Collected data:
'''
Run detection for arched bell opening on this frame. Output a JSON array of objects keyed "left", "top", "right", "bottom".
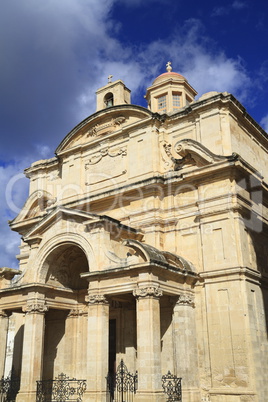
[
  {"left": 44, "top": 243, "right": 89, "bottom": 290},
  {"left": 104, "top": 92, "right": 114, "bottom": 108}
]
'''
■ ASSIGNMENT
A faithful, word-for-word copy of the data is needed; the pictures should not appear in it.

■ TASK RESPONSE
Run detection for arched bell opening on this frame. Output a JSON array of objects keyed "left", "top", "right", "bottom".
[
  {"left": 44, "top": 243, "right": 89, "bottom": 290},
  {"left": 104, "top": 92, "right": 114, "bottom": 108}
]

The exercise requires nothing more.